Please write what comes next in the dimensionality reduction course plan, starting after its final heading, "Step 2: Who Is This Course for?".

(Page text)

# # # #

Dimensionality Reduction in Python
by Alyssa Batula

Step 1: Brainstorming

What problem(s) will students learn how to solve?

  • How to reduce the dimensionality of a dataset
  • Why/when they might want to use dimensionality reduction
  • The differences between types of reduction methods

What techniques or concepts will students learn?

  • Manual/knowledge-based (e.g. using human expertise to select promising features)
  • Single-feature evaluation (e.g. based on a univariate statistic)
  • Classifier-based reduction (e.g. recursive feature elimination)
  • Feature transformation (e.g. PCA)

What technologies, packages, or functions will students use?

  • Python 3 with Numpy and Scikit-Learn
  • Pandas

What terms or jargon will you define?

  • dimensionality
  • classification/regression/prediction
  • feature & example
  • univariate
  • Target/dependent variable vs independent variable
  • fitting (in context of fitting a model to data)
  • norm/normal/orthogonal

What analogies or heuristics will you use?

  • When predicting house prices, the number of bedrooms is a useful feature but the number of nails in the house is not.

What heuristics will help students understand things?

  • Relating the problems to decisions/guesses that we regularly need to make (e.g. how much is a house worth, will it rain today)

What mistakes or misconceptions do you expect?

  • Not understanding how having too many features could be bad.
  • What happens when data is transformed (e.g. PCA).

What datasets will you use?

Step 2: Who Is This Course for?

# # # #

(Recorded data)
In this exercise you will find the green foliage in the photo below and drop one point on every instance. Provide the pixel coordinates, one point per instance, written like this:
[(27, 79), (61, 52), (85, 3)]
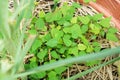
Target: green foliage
[(65, 35), (60, 35)]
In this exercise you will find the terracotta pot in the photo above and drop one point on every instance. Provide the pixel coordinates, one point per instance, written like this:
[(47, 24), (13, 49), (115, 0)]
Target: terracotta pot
[(108, 8)]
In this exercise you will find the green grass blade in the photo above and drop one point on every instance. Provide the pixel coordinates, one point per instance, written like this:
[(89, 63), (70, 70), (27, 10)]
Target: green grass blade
[(92, 69), (89, 57), (23, 52), (4, 27)]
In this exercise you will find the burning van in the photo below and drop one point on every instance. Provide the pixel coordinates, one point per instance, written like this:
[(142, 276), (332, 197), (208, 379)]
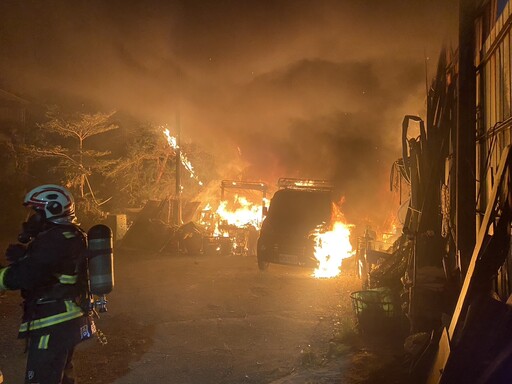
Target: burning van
[(298, 210)]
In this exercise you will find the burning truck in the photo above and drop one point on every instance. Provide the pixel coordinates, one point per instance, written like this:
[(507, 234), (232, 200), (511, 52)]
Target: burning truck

# # # #

(Written answer)
  • Alex is interested in how data analytics or machine learning can help make better business decisions and/or improve profits. He may have already started learning machine learning. He is interested in identifying the most relevant information for the problem he's trying to solve, and to improve the results of his analyses.

  • Sindhu is interested in using dimensionality reduction to find the most relevant data to include in her charts and analyses. Given her background in R, she may need some help getting used to using Python, and the programming concepts should not be too advanced. The course needs to do a good job explaining things at a beginner level, rather than an academic level, to prevent it from sounding overly complicated or intimidating. She would find it helpful if topics were general enough so she could apply them in languages she uses more often (like R).

  • Chen is most interested in reducing the large volume of data her clients collect into the most relevant pieces for a given problem. She will likely have no problem with the programming concepts, but the math needs to be well-explained with intuitive visualizations.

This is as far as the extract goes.